**EXERCISE GOAL:**
Reproduce, without any change, the span of lines from the opening of the records below to the line containing "Annotate the green subway", inclusive.

**DATA RECORDS:**
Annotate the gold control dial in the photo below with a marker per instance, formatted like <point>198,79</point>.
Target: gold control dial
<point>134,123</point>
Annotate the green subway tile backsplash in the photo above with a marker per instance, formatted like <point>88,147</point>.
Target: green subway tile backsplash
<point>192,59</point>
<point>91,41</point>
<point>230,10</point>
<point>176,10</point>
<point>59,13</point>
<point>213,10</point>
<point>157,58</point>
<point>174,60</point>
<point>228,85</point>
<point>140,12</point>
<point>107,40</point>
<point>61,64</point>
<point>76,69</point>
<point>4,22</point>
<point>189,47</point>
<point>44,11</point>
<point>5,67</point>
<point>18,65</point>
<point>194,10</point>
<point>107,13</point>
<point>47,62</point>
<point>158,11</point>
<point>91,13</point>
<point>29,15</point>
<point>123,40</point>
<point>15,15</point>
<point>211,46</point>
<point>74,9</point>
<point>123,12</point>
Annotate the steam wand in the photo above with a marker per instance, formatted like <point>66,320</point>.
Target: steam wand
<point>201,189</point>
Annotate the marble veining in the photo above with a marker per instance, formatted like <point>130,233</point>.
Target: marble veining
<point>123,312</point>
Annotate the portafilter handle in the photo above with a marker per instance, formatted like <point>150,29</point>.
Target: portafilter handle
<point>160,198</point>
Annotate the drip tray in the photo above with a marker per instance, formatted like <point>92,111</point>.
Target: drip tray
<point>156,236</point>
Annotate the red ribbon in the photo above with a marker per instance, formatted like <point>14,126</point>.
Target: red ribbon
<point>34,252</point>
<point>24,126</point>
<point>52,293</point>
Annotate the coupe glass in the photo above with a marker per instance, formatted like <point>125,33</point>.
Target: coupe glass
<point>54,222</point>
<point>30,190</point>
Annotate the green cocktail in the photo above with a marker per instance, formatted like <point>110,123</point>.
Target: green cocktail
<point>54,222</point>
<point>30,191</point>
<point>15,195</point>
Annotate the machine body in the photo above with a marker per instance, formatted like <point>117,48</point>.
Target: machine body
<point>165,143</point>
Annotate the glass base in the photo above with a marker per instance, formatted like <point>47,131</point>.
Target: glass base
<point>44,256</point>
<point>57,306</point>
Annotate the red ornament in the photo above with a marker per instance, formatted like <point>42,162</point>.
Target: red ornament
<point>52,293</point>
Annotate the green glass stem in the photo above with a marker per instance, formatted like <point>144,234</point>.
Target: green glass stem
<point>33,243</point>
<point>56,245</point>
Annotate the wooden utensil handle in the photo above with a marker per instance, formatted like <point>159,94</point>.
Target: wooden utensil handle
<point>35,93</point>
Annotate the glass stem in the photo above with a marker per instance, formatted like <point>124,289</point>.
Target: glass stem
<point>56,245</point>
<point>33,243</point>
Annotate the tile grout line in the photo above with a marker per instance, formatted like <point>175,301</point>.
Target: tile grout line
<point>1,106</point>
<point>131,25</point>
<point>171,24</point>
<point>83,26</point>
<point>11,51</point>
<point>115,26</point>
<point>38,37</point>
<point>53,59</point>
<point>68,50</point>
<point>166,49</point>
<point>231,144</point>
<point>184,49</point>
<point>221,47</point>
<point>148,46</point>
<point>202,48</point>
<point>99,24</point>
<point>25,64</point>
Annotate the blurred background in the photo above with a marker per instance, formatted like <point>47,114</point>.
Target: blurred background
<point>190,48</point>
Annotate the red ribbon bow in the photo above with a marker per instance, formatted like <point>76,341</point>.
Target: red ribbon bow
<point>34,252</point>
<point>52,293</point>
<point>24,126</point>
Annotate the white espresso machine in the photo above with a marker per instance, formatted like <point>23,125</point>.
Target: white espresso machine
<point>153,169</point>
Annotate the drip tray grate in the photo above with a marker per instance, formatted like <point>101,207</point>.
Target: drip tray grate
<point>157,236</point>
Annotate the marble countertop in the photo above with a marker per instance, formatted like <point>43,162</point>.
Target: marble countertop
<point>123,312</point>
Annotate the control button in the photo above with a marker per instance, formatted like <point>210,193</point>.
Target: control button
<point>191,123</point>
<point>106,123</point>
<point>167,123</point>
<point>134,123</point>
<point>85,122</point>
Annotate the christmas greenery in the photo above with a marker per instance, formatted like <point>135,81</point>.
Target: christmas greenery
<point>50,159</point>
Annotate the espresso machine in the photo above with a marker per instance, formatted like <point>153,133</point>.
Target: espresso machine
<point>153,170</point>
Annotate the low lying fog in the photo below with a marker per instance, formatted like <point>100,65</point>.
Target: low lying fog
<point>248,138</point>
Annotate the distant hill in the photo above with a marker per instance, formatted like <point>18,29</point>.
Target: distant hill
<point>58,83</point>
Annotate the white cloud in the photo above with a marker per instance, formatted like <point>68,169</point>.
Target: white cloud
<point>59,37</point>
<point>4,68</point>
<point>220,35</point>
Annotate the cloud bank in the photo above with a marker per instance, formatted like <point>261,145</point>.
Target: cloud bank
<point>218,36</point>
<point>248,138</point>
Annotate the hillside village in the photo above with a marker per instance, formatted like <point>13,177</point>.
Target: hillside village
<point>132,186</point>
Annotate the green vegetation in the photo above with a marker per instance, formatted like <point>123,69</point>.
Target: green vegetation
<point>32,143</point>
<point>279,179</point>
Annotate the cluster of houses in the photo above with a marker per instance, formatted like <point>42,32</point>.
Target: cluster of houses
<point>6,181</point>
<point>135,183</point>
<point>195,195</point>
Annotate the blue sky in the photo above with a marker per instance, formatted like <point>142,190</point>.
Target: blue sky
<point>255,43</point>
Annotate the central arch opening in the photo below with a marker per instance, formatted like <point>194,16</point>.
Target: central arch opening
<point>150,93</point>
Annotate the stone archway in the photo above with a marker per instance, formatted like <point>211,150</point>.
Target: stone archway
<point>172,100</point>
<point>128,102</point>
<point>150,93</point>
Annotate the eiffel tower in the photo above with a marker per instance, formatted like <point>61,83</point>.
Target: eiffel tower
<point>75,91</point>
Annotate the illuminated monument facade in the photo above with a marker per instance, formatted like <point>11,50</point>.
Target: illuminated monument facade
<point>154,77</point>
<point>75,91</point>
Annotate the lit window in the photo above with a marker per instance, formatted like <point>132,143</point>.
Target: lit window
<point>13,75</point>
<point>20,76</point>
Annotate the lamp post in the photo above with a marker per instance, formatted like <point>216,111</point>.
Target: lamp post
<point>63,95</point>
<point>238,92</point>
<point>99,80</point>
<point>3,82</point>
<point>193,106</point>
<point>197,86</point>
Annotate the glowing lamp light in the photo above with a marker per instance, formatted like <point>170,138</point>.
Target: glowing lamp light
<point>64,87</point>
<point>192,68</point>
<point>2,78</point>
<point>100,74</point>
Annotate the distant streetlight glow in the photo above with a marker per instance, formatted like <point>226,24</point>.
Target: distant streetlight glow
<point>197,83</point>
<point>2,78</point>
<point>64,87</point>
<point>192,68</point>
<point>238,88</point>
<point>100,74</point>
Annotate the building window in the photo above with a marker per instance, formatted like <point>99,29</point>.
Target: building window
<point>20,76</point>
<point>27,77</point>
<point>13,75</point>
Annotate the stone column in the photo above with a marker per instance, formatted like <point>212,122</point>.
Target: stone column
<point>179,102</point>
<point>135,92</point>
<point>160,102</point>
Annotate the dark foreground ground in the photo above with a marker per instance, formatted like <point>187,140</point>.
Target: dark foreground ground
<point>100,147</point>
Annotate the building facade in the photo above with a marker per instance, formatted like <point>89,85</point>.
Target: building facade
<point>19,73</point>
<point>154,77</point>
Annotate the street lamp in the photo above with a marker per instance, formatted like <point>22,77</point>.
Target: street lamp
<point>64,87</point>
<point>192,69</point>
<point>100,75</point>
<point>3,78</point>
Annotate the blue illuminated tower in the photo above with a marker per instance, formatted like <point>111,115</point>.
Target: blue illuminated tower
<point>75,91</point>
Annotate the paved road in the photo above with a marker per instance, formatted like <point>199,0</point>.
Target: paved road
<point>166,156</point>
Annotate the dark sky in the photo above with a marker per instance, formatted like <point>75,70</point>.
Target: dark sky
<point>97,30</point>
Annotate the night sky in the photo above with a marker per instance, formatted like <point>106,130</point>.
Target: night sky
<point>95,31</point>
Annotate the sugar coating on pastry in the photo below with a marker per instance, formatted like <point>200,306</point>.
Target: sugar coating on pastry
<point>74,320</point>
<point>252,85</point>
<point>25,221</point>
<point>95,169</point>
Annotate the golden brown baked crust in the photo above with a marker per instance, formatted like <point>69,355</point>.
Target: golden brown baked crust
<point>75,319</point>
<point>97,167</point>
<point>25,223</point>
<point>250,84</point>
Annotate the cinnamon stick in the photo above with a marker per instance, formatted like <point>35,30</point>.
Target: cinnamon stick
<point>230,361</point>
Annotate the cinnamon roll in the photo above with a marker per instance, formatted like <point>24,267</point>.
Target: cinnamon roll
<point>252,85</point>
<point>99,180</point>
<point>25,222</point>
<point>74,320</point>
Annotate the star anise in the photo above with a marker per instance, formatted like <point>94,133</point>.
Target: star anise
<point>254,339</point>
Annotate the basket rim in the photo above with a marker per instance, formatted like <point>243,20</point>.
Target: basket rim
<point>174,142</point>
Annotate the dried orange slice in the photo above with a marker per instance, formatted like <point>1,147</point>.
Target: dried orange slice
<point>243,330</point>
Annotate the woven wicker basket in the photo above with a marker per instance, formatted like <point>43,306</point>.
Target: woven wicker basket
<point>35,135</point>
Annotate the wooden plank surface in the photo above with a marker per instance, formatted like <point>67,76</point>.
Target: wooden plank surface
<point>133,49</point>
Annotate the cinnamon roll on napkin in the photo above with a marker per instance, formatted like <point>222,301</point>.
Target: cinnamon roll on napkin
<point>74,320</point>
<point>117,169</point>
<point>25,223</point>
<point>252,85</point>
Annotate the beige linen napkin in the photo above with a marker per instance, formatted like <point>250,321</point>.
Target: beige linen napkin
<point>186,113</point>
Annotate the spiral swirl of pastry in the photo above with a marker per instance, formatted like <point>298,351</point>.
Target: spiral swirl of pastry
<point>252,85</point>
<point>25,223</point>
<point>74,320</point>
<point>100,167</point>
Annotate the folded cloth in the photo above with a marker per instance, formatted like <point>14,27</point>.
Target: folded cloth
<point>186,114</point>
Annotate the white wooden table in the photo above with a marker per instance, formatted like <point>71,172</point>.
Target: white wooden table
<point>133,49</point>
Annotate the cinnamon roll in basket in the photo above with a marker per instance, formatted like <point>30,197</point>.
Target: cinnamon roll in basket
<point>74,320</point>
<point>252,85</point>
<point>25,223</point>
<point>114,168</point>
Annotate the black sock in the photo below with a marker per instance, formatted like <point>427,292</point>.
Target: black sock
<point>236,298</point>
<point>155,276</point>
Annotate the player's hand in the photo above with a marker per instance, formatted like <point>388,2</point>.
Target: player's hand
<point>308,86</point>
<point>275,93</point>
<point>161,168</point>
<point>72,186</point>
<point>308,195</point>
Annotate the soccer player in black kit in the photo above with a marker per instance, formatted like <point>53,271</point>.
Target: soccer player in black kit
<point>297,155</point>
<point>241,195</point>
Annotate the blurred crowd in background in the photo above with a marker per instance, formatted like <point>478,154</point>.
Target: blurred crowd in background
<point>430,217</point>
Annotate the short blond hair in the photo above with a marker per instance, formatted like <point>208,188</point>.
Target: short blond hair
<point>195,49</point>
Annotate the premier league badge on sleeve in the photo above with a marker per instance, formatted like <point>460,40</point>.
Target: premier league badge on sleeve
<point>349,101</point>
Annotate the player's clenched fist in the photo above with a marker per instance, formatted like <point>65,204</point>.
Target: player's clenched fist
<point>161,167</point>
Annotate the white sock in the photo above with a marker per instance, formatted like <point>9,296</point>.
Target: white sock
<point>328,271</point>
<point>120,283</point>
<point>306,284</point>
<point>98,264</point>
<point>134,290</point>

**TASK RESPONSE:**
Annotate the gold control dial in the photo below with a marker per instance, formatted like <point>198,79</point>.
Target: gold control dial
<point>134,123</point>
Annotate the green subway tile backsplash in the photo above with a marker per instance, formatted like <point>88,147</point>.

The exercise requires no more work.